* **Written instruction 1**
Answer these questions about the passage on Illinois laws for ex-offenders.
(a) In what month and year did Governor Bruce Rauner sign the measure expanding record sealing?
(b) Under the licensing measure, on what ground can a license still be denied?
(c) What organization does Johnny Taylor serve as president and CEO?

* **Passage provided**

Several Important Changes

In recent years, Illinois lawmakers have enacted a few different laws that increase opportunities for ex-offenders. One such law was signed by Governor Bruce Rauner in August 2017 . The measure expanded the list of offenses that are eligible for record sealing and eliminated waiting periods for record-sealing petitions after an acquittal or dropped charges. When a record is sealed, it is no longer visible on most background checks, so expanding and speeding up the record-sealing program has been a welcome change.

A year earlier, Governor Rauner signed a separate measure that addressed occupations requiring a license. Licensed professionals, including barbers, cosmetologists, funeral directors, roofers, and dozens of others can no longer be denied a license simply on the basis of having prior convictions. A license can still be denied if the conviction was “directly related” to the occupation in question, but even then, an offender can offer proof of rehabilitation and be reconsidered for the license.

Jobs Reduce Recidivism

Johnny Taylor is the president and CEO of the Society for Human Resources Management, a group that encourages employers to consider ex-offenders when hiring. Taylor pointed out that the falling rate of unemployment means that there are often not many applicants for a given opening. As a result, “no one will have the luxury of not at least considering [ex-offenders],” he said. He also said that many companies are hiring ex-offenders loudly and proudly while others do so quietly to aid in diversity initiatives.

[A series of records]
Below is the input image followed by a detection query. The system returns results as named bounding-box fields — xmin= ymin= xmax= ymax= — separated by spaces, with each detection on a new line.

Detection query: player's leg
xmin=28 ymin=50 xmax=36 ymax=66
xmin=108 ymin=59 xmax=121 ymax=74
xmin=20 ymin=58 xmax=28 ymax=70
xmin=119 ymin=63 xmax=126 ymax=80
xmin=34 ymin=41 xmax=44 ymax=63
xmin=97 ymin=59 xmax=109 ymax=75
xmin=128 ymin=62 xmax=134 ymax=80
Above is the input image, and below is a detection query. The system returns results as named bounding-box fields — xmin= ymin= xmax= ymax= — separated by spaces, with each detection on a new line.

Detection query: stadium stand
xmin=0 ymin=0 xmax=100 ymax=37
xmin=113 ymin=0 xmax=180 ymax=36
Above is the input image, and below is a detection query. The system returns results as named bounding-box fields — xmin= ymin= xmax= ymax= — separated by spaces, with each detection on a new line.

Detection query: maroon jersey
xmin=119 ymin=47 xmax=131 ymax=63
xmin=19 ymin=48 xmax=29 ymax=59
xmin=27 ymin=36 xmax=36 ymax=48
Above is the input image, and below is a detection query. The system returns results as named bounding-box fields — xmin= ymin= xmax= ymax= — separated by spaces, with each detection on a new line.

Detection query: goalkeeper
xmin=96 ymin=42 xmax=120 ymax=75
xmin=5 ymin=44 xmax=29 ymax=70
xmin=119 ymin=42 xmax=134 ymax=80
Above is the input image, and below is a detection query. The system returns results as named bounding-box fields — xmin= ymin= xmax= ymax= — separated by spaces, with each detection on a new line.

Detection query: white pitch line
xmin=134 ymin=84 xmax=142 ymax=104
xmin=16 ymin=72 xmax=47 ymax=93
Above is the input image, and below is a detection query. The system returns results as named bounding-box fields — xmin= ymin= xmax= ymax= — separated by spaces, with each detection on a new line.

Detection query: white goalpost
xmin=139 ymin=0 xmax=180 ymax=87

* **Written instruction 2**
Render everything in the entries, from their first line down to the line containing "xmin=16 ymin=72 xmax=47 ymax=93", as a Markdown table with the columns Nr and Line, leaving out blank lines.

* **Full solution 1**
(a) August 2017
(b) If the conviction was "directly related" to the occupation in question
(c) The Society for Human Resources Management

* **Full solution 2**
| Nr | Line |
|---|---|
| 1 | Below is the input image followed by a detection query. The system returns results as named bounding-box fields — xmin= ymin= xmax= ymax= — separated by spaces, with each detection on a new line. |
| 2 | Detection query: player's leg |
| 3 | xmin=28 ymin=50 xmax=36 ymax=66 |
| 4 | xmin=108 ymin=59 xmax=121 ymax=74 |
| 5 | xmin=20 ymin=58 xmax=28 ymax=70 |
| 6 | xmin=119 ymin=63 xmax=126 ymax=80 |
| 7 | xmin=34 ymin=41 xmax=44 ymax=63 |
| 8 | xmin=97 ymin=59 xmax=109 ymax=75 |
| 9 | xmin=128 ymin=62 xmax=134 ymax=80 |
| 10 | Above is the input image, and below is a detection query. The system returns results as named bounding-box fields — xmin= ymin= xmax= ymax= — separated by spaces, with each detection on a new line. |
| 11 | Detection query: stadium stand |
| 12 | xmin=0 ymin=0 xmax=100 ymax=37 |
| 13 | xmin=113 ymin=0 xmax=180 ymax=36 |
| 14 | Above is the input image, and below is a detection query. The system returns results as named bounding-box fields — xmin= ymin= xmax= ymax= — separated by spaces, with each detection on a new line. |
| 15 | Detection query: maroon jersey |
| 16 | xmin=119 ymin=47 xmax=131 ymax=63 |
| 17 | xmin=19 ymin=48 xmax=29 ymax=59 |
| 18 | xmin=27 ymin=36 xmax=36 ymax=48 |
| 19 | Above is the input image, and below is a detection query. The system returns results as named bounding-box fields — xmin= ymin= xmax= ymax= — separated by spaces, with each detection on a new line. |
| 20 | Detection query: goalkeeper |
| 21 | xmin=96 ymin=42 xmax=120 ymax=75 |
| 22 | xmin=5 ymin=44 xmax=29 ymax=70 |
| 23 | xmin=119 ymin=42 xmax=134 ymax=80 |
| 24 | Above is the input image, and below is a detection query. The system returns results as named bounding-box fields — xmin= ymin= xmax= ymax= — separated by spaces, with each detection on a new line. |
| 25 | Detection query: white pitch line |
| 26 | xmin=134 ymin=84 xmax=142 ymax=104 |
| 27 | xmin=16 ymin=72 xmax=47 ymax=93 |